Documentgedeelte:
--
Voorts blijkt uit het proces-verbaal van doorzoeking dat de rechter-commissaris wegens verhindering de officier van justitie, mr. Janssen, heeft gemachtigd om de doorzoeking te leiden. Op haar beurt heeft de officier van justitie - nu zij evenmin in staat was ter plaatse te komen - de hulpofficier van justitie gemachtigd om de doorzoeking te verrichten. Een en ander heeft conform het bepaalde in artikel 110, tweede lid, van het Wetboek van Strafvordering plaatsgevonden.
Indien de rechtbank de doorzoeking onrechtmatig mocht achten, dan is de officier van justitie van mening dat alleen het aantreffen van de boodschappentas met 14 pakketten amfetamine van het bewijs dient te worden uitgesloten. De overige verdovende middelen waren immers, gelet op de plaats en de omstandigheden waaronder deze werden aangetroffen, reeds vóór de doorzoeking voor inbeslagneming vatbaar.
3.2
Het standpunt van de verdediging
De raadsman heeft primair integrale vrijspraak bepleit van beide tenlastegelegde feiten, nu de doorzoeking van het chalet en de bijbehorende schuur onrechtmatig is geweest. Het bewijs ten aanzien van de aangetroffen verdovende middelen is daarom onrechtmatig verkregen, zodat dit aantreffen niet voor het bewijs kan worden gebezigd. Gelet op het feit dat de rechter-commissaris noch ter plaatse is gekomen noch een leidende rol op afstand heeft gehad, heeft de doorzoeking plaatsgevonden op grond van artikel 97 van het Wetboek van Strafvordering. Een door de officier van justitie respectievelijk de hulpofficier van justitie verrichte doorzoeking is blijkens artikel 97 van het Wetboek van Strafvordering slechts toegestaan bij dringende noodzakelijkheid en indien de komst van de rechter-commissaris niet kan worden afgewacht. Onder verwijzing naar jurisprudentie heeft de raadsman aangevoerd dat niet lichtvaardig mag worden overgegaan tot het machtigen van een lagere functionaris, terwijl ook de bevriezingsbevoegdheid in artikel 96, tweede lid, van het Wetboek van Strafvordering in ogenschouw moet worden genomen. In deze zaak is volgens de raadsman onvoldoende gemotiveerd waarom de doorzoeking niet door een andere rechter-commissaris dan wel door een andere officier van justitie verricht kon worden. Tevens blijkt niet waarom de bevriezingsbevoegdheid niet is toegepast.
--
Geselecteerde regels:
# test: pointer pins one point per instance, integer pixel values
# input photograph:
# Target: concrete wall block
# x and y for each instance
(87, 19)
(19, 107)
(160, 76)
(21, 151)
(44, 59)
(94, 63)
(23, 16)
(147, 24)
--
Te verrichten handelingen:
1) Werk de tekst over de doorzoeking bij door het deel van "Voorts blijkt uit" tot en met "voor inbeslagneming vatbaar." opnieuw weer te geven, met "boodschappentas" vervangen door "sporttas".
2) Schrijf een vervolg op de tekst over de doorzoeking van het chalet, te beginnen na de laatste zin.

Uitwerkingen per opdracht:
1)
Voorts blijkt uit het proces-verbaal van doorzoeking dat de rechter-commissaris wegens verhindering de officier van justitie, mr. Janssen, heeft gemachtigd om de doorzoeking te leiden. Op haar beurt heeft de officier van justitie - nu zij evenmin in staat was ter plaatse te komen - de hulpofficier van justitie gemachtigd om de doorzoeking te verrichten. Een en ander heeft conform het bepaalde in artikel 110, tweede lid, van het Wetboek van Strafvordering plaatsgevonden.
Indien de rechtbank de doorzoeking onrechtmatig mocht achten, dan is de officier van justitie van mening dat alleen het aantreffen van de sporttas met 14 pakketten amfetamine van het bewijs dient te worden uitgesloten. De overige verdovende middelen waren immers, gelet op de plaats en de omstandigheden waaronder deze werden aangetroffen, reeds vóór de doorzoeking voor inbeslagneming vatbaar.

2)
Mocht de rechtbank op grond van het voorgaande niet tot vrijspraak besluiten, dan heeft de raadsman het volgende, eveneens strekkende tot vrijspraak, aangevoerd.
Verdachte heeft bij wijze van vriendendienst een opslagruimte geboden aan ene ‘[P.]’. [P.] had verdachte gevraagd of hij vuurwerk in het schuurtje mocht opslaan. Verdachte wist niet dat zich in plaats van vuurwerk, verdovende middelen in de schuur bevonden en hij heeft door [P.] de sleutel van de schuur te geven ook niet welbewust de aanmerkelijke kans aanvaard dat verdovende middelen in de schuur zouden worden geplaatst. Verdachte had in het geheel geen argwaan jegens [P.] en behoefde dit ook niet te koesteren. Dit verklaart ook waarom verdachte zich later onbevreesd bij de politie heeft gemeld.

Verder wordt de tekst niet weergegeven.